▸ Page text
--------------------------------------------------

North American Network Operators Group

Date Prev | Date Next | Date Index | Thread Index | Author Index | Historical

Re: who gets a /32 [Re: IPV6 renumbering painless?]

  • From: Andre Oppermann
  • Date: Mon Nov 29 15:50:56 2004

Paul Vixie wrote:
i have long wished for and sometimes needed a way to renumber a host
w/o killing or restarting its active tcp flows.  this isn't a
layering violation.  tcp should be able to know about
endpoint-renumber events.
This is a layering violation and has endless security implications.
as i told someone in private e-mail earlier this morning, tcp's notion
of a flow-identifying tuple includes network addresses, and so, the
ability to change these on the fly will absolutely affect tcp.  when
you bind a session to an address, as tcp currently does, you cause the
community to waste ipv4 /32's or ipv6 /128's as loopback aliases just
to have something they can virtualize, manage, move around, play with.
So?

--------------------------------------------------

▸ Set task A
Return every line in the rows below that contains the string "forewing". Case counts.

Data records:
--------------------------------------------------

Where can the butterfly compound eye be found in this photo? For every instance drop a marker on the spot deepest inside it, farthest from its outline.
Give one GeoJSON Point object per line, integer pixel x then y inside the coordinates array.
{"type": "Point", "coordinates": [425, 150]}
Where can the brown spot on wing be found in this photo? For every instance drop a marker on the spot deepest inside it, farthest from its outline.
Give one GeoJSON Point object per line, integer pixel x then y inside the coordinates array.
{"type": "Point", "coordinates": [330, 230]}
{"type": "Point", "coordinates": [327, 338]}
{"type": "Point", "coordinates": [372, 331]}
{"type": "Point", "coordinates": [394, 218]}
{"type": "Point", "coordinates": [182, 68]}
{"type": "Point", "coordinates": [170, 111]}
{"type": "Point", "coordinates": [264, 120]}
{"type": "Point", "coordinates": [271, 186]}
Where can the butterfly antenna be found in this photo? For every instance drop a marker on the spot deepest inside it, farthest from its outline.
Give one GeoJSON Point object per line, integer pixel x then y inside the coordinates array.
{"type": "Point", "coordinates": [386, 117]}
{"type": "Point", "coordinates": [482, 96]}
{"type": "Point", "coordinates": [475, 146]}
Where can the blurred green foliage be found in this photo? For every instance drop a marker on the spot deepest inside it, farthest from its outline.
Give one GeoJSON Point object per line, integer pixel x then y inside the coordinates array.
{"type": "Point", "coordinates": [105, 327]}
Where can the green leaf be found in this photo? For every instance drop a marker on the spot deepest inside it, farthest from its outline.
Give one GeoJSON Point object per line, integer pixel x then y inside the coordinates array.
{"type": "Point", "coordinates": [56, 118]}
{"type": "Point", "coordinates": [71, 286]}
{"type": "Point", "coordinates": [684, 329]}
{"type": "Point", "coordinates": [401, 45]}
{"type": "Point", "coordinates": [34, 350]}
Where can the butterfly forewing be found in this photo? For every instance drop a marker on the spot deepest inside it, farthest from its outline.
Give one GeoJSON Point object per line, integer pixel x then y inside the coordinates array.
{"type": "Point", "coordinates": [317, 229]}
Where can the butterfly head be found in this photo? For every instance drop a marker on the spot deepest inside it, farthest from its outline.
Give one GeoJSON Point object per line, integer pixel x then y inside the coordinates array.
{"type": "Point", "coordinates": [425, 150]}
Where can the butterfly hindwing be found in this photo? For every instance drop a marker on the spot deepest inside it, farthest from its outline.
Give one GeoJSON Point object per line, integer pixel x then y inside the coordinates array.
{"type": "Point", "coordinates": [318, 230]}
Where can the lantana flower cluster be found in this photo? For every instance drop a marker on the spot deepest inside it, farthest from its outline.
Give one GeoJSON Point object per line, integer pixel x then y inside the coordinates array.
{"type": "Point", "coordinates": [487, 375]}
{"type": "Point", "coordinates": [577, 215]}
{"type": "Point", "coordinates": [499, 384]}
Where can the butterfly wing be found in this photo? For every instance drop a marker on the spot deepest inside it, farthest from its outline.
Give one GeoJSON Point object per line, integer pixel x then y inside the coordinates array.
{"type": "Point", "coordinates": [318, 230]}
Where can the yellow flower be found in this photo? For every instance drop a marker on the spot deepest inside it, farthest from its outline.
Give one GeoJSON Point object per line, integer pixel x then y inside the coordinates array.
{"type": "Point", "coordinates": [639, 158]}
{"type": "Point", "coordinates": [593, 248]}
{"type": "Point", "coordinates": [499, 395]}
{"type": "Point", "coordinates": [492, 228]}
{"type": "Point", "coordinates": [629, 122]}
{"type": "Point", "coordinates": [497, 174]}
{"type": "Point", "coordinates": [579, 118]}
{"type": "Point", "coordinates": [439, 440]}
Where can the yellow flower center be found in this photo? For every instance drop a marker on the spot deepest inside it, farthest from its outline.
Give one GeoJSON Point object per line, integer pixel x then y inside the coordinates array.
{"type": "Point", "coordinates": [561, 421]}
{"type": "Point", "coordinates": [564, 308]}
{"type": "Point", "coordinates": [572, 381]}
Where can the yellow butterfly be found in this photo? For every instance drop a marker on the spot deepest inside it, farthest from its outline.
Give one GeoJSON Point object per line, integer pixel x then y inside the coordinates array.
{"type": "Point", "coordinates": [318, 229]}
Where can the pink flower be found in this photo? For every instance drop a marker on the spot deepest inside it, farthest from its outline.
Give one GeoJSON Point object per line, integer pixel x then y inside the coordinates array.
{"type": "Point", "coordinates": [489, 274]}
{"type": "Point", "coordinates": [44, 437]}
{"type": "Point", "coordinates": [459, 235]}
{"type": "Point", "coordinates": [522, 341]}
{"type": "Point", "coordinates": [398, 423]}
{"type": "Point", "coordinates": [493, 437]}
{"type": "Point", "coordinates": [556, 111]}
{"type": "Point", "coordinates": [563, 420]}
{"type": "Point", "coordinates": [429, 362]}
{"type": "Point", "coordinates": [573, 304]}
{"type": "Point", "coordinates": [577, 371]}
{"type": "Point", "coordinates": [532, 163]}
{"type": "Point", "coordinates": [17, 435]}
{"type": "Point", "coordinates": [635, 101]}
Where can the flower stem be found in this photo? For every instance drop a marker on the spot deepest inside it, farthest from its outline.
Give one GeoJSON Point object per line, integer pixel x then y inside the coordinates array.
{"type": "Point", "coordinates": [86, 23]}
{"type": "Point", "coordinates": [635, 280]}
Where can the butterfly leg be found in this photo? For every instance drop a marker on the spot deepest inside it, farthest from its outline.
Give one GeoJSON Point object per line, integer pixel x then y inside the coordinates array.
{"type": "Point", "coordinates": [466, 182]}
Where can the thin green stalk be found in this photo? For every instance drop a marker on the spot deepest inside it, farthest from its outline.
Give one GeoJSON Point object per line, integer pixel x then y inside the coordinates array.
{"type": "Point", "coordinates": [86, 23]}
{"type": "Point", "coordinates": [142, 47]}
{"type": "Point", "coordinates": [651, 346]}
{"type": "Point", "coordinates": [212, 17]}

--------------------------------------------------

▸ Set task B
Answer these questions from the mailing-list post:
(i) Who is listed as the sender of the message?
(ii) On what date and time was the message sent?
(iii) According to the quoted text, what does tcp's notion of a flow-identifying tuple include?

▸ Result A
Where can the butterfly forewing be found in this photo? For every instance drop a marker on the spot deepest inside it, farthest from its outline.

▸ Result B
(i) Andre Oppermann
(ii) Mon Nov 29 15:50:56 2004
(iii) Network addresses